(Excerpted passage)

The faces of loved ones surface for me, too, as I read your words: the friends who grew closer to me, the community members who bring me homemade food, the people (like you) that I began friendships with because of my illness. And now I also have romantic friendships—telling my friends I love them, kissing their foreheads, car rides by the ocean at sunset—that have taken the sting out of watching those closest to me shrink under the weight of resentment and sadness.

It is ableism that teaches us to fear, pity, and dismiss sick and disabled bodies. And it is ableism that slips its sticky fingers up under the gratitude, up under the overflow of love to embed the pernicious fear—I know you feel it, too—that love won’t be enough.

(End Excerpted passage)
(Data for analysis)

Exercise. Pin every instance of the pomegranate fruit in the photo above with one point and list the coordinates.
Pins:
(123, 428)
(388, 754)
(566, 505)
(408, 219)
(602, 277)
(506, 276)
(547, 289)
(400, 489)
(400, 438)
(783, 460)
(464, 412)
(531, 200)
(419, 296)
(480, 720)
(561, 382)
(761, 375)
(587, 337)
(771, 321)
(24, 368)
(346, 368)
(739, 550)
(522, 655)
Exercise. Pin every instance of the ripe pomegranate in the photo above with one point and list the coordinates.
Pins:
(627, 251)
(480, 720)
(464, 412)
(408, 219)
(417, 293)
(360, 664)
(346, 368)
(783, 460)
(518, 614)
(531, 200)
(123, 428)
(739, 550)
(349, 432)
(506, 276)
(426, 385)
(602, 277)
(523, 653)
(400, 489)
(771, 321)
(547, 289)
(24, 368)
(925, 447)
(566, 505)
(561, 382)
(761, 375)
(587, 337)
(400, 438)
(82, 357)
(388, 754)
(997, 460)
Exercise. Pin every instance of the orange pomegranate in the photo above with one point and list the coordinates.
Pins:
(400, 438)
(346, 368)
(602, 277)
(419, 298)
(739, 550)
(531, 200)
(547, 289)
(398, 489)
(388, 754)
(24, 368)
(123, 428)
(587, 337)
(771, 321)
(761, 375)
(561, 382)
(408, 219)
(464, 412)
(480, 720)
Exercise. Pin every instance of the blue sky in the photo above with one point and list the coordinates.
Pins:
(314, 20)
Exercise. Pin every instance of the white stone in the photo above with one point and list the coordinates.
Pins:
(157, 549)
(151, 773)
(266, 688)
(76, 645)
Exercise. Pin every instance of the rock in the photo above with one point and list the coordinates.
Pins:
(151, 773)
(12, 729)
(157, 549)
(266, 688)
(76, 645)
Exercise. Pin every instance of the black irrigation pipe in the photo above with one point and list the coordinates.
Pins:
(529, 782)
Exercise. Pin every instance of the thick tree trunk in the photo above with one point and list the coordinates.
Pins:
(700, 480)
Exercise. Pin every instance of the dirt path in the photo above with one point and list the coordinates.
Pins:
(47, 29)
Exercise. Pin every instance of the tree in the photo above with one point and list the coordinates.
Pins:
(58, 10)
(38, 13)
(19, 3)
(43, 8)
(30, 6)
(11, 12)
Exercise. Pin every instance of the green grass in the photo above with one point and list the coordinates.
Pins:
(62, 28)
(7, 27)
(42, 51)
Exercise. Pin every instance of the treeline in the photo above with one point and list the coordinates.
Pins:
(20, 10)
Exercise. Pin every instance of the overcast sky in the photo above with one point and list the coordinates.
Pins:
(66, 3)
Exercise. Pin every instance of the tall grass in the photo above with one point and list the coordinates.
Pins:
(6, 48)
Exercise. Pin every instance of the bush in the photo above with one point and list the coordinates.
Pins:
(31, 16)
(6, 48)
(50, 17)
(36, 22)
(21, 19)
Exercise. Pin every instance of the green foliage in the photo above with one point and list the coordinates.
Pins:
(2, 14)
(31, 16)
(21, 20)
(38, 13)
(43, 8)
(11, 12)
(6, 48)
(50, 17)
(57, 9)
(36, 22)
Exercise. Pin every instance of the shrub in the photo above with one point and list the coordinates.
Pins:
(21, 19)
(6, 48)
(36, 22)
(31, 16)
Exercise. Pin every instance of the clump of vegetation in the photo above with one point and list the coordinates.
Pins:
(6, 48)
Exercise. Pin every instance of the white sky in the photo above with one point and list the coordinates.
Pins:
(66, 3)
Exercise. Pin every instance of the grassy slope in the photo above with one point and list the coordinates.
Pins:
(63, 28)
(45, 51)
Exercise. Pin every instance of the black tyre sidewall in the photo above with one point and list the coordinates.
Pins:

(End Data for analysis)

Parts of the exercise
A - In the excerpt on ableism, what is said to teach us to fear, pity, and dismiss sick and disabled bodies?
B - List every activity that the excerpt on ableism gives as part of its romantic friendships.
C - Reproduce word for word the part of the excerpt on ableism between "It is ableism that teaches" and "won’t be enough.", inclusive.
You can set the records aside; none of the work calls on them.

Responses to the tasks
A - Ableism.

B -
- Telling my friends I love them
- Kissing their foreheads
- Car rides by the ocean at sunset

C -
It is ableism that teaches us to fear, pity, and dismiss sick and disabled bodies. And it is ableism that slips its sticky fingers up under the gratitude, up under the overflow of love to embed the pernicious fear—I know you feel it, too—that love won’t be enough.